• Exercises to complete:
[A] Print everything in the Qur'an show notes from "Muslims believe that" down to "the divine word.".
[B] In the Qur'an show notes, through whom was the Qur'an sent down to the prophet Muhammad?
[C] Pick up the show notes on critical scholarship of the Qur'an where they stop, and continue writing them.

• Selected text:
▼▼▼

Show Notes
What importance do developments in critical scholarship on the Qur’an have for the life of faith? How have Muslims traditionally understood the Qur’an? What were the nineteenth- and twentieth-century beginnings of Western critical scholarship on the Qur’an, and what are its motivating questions today? Where do Western critical scholarship and traditional reading of the Qur’an converge? Do the findings of Western critical scholarship fundamentally challenge traditional Muslim understandings of the Qur’an, and how, more generally, does critical study of the Qur’an affect Muslims’ lives of faith?
Muslims believe that the Qur’an is the divine word of God, sent down in its linguistic form, word for word in Arabic, to the prophet Muhammad through the angel Gabriel. The Qur’an is inscribed on tablets preserved in heaven. That’s why non-Arabic translations of the Qur’an often say, “an interpretation of the Holy Qur’an” or “a rendering of the words of the Holy Qur’an,” but not “a translation;” for Muslims, once the Qur’an moves out of Arabic, it’s no longer the Qur’an. Muslim scholars have understood Muhammad’s role in the transmission of the Qur’an sometimes more passively, and sometimes more actively. On some understandings, the Qur’an is something like Christianity’s view of Jesus–a (linguistic) embodiment of the divine word.

▲▲▲

• Listed records:
▼▼▼

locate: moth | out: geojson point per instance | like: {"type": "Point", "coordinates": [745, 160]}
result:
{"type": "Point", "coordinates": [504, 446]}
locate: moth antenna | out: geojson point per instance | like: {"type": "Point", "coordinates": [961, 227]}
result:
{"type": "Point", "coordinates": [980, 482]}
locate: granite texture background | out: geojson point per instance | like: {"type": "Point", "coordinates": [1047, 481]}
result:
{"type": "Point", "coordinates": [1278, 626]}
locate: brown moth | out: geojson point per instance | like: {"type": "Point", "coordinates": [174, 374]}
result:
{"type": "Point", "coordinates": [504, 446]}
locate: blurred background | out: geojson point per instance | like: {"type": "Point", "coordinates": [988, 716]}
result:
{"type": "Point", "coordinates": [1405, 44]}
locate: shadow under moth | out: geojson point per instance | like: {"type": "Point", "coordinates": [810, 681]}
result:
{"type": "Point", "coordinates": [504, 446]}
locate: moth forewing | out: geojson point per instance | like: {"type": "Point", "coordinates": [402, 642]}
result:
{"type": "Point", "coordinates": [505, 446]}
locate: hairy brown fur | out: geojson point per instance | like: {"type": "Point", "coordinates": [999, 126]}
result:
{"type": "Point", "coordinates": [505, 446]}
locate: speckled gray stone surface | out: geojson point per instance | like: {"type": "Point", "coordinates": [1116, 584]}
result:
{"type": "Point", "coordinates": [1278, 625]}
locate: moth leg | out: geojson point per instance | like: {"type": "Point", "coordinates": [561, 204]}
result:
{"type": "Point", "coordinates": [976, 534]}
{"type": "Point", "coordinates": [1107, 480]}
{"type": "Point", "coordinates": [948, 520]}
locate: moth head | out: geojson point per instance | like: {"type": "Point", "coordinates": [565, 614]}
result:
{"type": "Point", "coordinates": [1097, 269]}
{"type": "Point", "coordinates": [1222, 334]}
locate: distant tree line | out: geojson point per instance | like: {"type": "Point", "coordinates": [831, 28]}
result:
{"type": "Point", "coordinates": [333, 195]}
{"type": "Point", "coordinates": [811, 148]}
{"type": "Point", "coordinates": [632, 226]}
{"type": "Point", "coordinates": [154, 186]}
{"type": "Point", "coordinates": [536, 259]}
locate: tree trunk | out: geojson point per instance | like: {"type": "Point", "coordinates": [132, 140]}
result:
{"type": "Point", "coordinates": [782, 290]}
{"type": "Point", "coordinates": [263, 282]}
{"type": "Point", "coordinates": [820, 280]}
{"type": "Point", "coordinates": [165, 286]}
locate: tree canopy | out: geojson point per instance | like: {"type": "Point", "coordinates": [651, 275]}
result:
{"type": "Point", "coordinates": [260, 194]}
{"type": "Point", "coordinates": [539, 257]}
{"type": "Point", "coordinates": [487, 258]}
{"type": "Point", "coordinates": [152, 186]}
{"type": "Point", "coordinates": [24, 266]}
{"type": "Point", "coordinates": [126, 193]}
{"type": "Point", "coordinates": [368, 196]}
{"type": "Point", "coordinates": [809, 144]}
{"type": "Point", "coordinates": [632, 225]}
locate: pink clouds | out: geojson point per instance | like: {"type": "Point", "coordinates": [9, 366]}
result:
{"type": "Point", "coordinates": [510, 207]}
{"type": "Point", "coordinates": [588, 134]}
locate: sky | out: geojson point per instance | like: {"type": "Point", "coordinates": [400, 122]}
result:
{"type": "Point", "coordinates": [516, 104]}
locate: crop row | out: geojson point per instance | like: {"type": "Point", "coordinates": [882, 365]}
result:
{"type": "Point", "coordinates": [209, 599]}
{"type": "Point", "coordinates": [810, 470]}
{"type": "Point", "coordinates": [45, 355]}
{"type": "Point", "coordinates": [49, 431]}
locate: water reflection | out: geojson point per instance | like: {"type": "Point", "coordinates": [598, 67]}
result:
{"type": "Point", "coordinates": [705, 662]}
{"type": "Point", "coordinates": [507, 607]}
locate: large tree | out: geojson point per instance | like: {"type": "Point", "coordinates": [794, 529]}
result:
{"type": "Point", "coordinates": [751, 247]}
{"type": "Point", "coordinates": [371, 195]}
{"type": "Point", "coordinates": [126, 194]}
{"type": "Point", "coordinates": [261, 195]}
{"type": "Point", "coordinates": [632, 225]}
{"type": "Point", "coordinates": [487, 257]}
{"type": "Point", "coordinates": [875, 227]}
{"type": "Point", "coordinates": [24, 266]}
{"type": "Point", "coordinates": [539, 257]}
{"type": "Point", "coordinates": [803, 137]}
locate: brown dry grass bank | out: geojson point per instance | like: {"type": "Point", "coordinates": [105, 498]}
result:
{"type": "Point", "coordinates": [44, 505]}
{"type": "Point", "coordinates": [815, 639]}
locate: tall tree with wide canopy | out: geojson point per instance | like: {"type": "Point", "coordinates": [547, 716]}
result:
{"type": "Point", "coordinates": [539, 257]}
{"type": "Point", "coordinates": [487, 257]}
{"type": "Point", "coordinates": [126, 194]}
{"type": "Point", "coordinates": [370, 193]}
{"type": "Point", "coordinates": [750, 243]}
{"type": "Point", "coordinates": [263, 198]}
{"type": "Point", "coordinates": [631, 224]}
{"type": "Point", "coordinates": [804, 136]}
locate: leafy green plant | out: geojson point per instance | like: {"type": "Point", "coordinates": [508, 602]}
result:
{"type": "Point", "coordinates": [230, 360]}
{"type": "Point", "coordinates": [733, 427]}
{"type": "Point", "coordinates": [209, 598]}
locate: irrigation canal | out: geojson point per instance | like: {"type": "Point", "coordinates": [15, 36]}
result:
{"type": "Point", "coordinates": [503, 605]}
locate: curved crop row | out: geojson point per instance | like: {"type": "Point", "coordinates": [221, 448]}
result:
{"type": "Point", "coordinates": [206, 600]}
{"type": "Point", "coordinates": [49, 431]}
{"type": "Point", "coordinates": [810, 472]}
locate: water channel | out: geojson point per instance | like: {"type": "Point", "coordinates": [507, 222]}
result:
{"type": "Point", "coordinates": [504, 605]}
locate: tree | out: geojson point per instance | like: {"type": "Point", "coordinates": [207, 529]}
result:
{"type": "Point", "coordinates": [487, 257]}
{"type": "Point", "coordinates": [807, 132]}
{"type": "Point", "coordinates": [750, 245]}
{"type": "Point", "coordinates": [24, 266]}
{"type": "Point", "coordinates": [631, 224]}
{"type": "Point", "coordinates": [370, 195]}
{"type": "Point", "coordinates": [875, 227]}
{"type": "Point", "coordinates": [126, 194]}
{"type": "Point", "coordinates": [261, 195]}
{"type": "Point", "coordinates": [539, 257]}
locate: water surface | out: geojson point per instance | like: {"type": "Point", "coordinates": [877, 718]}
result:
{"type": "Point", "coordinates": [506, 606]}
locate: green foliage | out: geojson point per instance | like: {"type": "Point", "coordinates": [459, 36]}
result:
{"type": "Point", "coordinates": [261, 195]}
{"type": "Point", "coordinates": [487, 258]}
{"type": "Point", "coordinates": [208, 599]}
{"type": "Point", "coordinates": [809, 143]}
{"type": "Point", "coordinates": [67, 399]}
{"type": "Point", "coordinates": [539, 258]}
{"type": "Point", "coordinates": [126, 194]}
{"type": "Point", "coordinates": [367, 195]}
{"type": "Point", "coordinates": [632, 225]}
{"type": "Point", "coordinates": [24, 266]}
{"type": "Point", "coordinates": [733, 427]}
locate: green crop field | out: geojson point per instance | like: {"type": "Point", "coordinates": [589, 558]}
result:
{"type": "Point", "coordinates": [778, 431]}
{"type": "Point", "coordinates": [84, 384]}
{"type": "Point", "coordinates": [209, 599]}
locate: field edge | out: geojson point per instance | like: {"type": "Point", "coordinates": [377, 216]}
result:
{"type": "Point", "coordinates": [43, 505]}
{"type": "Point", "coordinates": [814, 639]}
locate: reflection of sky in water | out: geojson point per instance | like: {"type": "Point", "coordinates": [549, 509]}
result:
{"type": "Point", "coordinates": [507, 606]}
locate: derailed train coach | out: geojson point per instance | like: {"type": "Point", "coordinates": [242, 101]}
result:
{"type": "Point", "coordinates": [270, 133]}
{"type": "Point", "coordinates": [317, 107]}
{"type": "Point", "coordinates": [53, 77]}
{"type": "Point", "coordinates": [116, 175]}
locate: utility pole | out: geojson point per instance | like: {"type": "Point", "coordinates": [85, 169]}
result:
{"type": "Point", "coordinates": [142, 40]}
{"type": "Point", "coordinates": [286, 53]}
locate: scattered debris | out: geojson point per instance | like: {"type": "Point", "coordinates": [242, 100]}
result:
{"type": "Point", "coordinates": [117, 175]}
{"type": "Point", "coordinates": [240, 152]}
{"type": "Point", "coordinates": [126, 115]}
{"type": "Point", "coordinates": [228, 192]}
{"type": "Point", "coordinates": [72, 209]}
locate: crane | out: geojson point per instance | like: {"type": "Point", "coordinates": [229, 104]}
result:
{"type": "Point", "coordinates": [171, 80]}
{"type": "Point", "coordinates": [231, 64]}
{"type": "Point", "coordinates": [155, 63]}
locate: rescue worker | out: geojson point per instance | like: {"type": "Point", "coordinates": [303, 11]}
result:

▲▲▲

• Results for each task:
[A]
Muslims believe that the Qur’an is the divine word of God, sent down in its linguistic form, word for word in Arabic, to the prophet Muhammad through the angel Gabriel. The Qur’an is inscribed on tablets preserved in heaven. That’s why non-Arabic translations of the Qur’an often say, “an interpretation of the Holy Qur’an” or “a rendering of the words of the Holy Qur’an,” but not “a translation;” for Muslims, once the Qur’an moves out of Arabic, it’s no longer the Qur’an. Muslim scholars have understood Muhammad’s role in the transmission of the Qur’an sometimes more passively, and sometimes more actively. On some understandings, the Qur’an is something like Christianity’s view of Jesus–a (linguistic) embodiment of the divine word.

[B] Through the angel Gabriel.

[C]
Although Western scholars have studied the Qur’an since the twelfth century (in Latin translations), critical scholarship has a modern stamp. One point of convergence between critical scholarship and traditional Muslim understandings is the view that the Qur’an can be divided into a Meccan and Medinan period–though critical scholars and traditional views often differ on which passages belong to which period. Modern critical scholarship has often asked what the sources of the Qur’an might be, from the Hebrew Bible, New Testament, and apocryphal Christian texts, to Arabian sources and other informants. A continuing difference is critical scholarship’s treating Muhammad as an author of the Qur’an, with his own sources and psychology, whereas the traditional view sees God as the word-for-word author. These approaches have met with dismissive, as well as appreciative, reactions from Muslim scholars, who have increasingly (especially from the second half of the twentieth century) begun to respond to and participate in the critical endeavor.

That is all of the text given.